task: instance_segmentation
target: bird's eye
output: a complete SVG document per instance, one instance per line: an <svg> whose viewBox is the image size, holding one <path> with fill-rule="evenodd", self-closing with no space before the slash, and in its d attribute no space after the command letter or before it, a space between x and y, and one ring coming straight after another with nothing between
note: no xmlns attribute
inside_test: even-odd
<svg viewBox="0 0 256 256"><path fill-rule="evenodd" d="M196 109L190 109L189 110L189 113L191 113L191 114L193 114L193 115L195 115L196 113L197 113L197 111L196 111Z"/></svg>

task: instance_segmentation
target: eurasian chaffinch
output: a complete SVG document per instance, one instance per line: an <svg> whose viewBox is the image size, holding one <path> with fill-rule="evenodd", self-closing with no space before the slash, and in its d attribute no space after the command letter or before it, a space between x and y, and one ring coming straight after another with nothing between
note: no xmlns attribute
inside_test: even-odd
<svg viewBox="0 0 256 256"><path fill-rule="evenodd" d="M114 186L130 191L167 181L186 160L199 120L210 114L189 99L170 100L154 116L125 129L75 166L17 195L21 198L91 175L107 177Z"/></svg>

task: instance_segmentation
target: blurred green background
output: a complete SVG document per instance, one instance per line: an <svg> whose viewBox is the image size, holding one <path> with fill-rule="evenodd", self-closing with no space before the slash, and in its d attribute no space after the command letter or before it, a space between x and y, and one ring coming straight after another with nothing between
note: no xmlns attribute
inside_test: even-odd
◇ ◇ ◇
## WORK TO DO
Pull out every line of the listing above that contains the string "target", and copy each of those lines unchanged.

## TASK SOLUTION
target: bird's eye
target: eurasian chaffinch
target: blurred green background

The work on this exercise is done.